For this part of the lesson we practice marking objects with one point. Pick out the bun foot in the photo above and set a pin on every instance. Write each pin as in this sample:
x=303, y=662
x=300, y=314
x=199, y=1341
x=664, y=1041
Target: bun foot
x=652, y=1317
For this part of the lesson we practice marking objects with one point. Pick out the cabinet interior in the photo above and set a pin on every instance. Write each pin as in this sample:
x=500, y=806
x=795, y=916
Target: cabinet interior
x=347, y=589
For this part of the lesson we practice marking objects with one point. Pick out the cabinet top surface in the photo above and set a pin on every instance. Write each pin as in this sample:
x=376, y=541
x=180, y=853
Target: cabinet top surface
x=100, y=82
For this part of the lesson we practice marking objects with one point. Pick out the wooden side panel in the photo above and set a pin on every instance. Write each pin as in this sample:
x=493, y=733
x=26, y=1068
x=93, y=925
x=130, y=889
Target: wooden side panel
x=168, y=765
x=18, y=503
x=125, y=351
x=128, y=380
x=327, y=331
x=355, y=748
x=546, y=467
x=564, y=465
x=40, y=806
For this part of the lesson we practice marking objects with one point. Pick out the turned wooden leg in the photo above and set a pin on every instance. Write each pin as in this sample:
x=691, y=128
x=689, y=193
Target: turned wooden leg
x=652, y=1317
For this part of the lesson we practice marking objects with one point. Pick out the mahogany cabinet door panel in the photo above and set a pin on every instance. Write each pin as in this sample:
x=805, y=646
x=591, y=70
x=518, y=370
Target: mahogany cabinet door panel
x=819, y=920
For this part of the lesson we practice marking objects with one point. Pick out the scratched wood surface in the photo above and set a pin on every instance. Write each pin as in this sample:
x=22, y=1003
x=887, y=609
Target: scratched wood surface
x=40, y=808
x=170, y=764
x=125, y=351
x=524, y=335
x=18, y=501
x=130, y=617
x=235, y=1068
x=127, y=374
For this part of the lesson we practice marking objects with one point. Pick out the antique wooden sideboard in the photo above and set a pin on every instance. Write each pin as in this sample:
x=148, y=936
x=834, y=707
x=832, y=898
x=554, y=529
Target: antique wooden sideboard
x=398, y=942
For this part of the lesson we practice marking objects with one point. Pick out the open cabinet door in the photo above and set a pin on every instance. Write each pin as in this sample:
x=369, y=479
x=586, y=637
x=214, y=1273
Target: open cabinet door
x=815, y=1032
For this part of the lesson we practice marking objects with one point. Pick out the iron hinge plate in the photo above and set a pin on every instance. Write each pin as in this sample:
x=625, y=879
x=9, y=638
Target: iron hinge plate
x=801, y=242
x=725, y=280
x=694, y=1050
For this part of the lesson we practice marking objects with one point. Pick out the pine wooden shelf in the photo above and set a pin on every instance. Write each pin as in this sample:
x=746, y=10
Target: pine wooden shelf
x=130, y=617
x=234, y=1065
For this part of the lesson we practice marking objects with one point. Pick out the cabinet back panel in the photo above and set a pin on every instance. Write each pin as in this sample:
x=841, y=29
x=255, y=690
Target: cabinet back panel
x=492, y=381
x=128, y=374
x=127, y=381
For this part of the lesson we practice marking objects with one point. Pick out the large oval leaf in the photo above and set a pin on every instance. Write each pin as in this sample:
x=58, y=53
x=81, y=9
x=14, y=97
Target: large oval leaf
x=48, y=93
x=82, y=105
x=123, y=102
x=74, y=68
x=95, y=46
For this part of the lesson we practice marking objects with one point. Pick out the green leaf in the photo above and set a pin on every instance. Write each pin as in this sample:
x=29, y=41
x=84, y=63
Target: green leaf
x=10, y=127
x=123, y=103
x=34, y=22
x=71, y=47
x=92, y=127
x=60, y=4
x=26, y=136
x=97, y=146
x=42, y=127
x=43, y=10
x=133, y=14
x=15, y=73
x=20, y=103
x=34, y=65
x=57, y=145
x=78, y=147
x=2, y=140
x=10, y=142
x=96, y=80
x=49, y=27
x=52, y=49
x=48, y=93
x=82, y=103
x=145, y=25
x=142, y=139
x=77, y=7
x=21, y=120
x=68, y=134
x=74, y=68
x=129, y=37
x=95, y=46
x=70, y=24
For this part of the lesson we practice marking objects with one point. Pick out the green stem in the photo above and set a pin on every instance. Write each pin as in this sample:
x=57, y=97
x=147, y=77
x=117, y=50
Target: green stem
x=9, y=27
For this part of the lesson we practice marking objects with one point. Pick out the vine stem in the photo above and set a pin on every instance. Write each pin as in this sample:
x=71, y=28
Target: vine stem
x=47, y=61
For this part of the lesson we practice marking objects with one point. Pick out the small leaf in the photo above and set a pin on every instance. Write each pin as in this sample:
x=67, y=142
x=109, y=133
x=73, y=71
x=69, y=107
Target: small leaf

☆ ☆ ☆ ☆ ☆

Directions for this task ->
"small" is the string to look for; please copy every line of the records above where it appears.

Your response ->
For this part of the lesson we practice marking objects with one point. Pick out the small leaf in the photo above and set a pin on every instance. Write each pin as in this sample:
Target: small leaf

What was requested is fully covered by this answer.